▸ TEXTO DE ORIGEM
-=-=-=-=-

José Goulão – Mundo Cão
Todos
os anos o ano começa assim, com o dia internacional da paz: muita paz, muito
amor, muita esperança, este ano houve até quem desejasse menos terrorismo. Os
governantes e até os que os governam fazem discursos bonitos, prometem que
agora é que vai ser, mais justiça, mais igualdade, mais trabalho pela paz,
enfim uma vida nova e redentora.
Amanhã,
como sabemos, tudo está na mesma, provavelmente um pouco pior. As mesmas
guerras e mais algumas, a via-sacra dos refugiados a fugir do martírio e a
esbarrar nas barreiras e cercas que os esmagam, direitos sociais e humanos dos
cidadãos e das famílias em degradação contínua, as esperanças concretizadas
representando uma ínfima parcela das malfeitorias cometidas.

-=-=-=-=-

[Registos do conjunto de dados sobre a localização de objetos]
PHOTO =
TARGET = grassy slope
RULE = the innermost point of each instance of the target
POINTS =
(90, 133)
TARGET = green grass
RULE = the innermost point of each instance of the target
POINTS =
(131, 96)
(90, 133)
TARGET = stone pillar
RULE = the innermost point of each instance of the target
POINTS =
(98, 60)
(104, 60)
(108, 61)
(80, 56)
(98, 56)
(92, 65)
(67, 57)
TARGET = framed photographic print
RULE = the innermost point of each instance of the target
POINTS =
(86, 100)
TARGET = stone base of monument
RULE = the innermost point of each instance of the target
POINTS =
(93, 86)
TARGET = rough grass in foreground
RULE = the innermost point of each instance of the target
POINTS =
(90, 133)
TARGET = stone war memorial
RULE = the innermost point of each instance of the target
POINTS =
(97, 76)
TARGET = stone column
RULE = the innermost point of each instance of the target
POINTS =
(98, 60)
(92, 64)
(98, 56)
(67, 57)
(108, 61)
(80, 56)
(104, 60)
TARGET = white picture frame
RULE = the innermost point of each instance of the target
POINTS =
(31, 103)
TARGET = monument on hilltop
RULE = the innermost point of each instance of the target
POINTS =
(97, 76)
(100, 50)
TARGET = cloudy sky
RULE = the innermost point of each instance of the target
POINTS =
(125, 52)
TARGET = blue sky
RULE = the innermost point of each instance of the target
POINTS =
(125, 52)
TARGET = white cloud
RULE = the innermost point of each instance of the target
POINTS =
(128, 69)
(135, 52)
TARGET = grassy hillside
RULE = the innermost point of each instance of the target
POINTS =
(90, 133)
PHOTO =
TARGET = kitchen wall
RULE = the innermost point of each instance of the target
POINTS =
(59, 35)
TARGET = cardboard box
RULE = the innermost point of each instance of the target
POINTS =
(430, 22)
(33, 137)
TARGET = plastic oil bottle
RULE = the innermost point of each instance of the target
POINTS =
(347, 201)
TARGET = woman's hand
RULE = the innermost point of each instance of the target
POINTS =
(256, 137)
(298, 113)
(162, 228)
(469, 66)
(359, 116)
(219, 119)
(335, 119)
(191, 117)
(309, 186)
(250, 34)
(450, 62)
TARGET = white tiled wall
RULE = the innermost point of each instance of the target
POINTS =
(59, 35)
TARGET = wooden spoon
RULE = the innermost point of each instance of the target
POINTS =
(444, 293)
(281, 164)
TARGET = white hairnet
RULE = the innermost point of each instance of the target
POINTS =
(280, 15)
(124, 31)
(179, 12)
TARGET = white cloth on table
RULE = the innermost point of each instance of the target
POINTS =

-=-=-=-=-

▸ TAREFA 1
Pode reescrever as linhas de dados, começando na linha que contém "TARGET = white hairnet" e terminando na última linha de dados, ambas incluídas e sem omitir nenhuma, mas com cada coordenada multiplicada por 1,25 e arredondada ao número inteiro (metades para cima)?
▸ TAREFA 2
Como prosseguiria o texto sobre os votos de paz no início de cada ano, a partir do ponto em que termina?

▸ RESPOSTA ESCRITA 1
TARGET = white hairnet
RULE = the innermost point of each instance of the target
POINTS =
(350, 19)
(155, 39)
(224, 15)
TARGET = white cloth on table
RULE = the innermost point of each instance of the target
POINTS =

▸ RESPOSTA ESCRITA 2
O
Papa fala, apela, e as suas mensagens entram por um ouvido e saem pelo outro
não apenas dos malvados dos senhores da guerra, sabendo nós muito bem que estes
não são apenas os bandidos armados que combatem pelas suas quintas, pelas suas
regiões, pelo leilão dos bens que a natureza colocou na sua zona de influência,
mas são-no também, e com acrescidas responsabilidades, os generais e chefes
políticos da NATO e outras natos, que hipocritamente fazem da invocação de
defender a arte de matar e a destreza de conquistar.
O
ano novo começou igualzinho ao ano velho porque por muito bem-intencionados que
todos sejamos, incluindo, nestas horas, todos os senhores da guerra, não é
fazendo votos a cada uma de uma dúzia de passas engolidas, mudando de
calendário e de agenda que o mundo se despovoa da cáfila de malfeitores que o
destroem ora governando-o, ora apropriando-se em privado dos bens que são de
todos, ora organizando as pessoas em exércitos e rebanhos ao serviço de
interesses que não dizem respeito a cada individualidade que os compõe, ora
poluindo-o enquanto asseguram que o irão despoluir com resultados que poderão
talvez ser observados a partir de 2050, quem viver verá.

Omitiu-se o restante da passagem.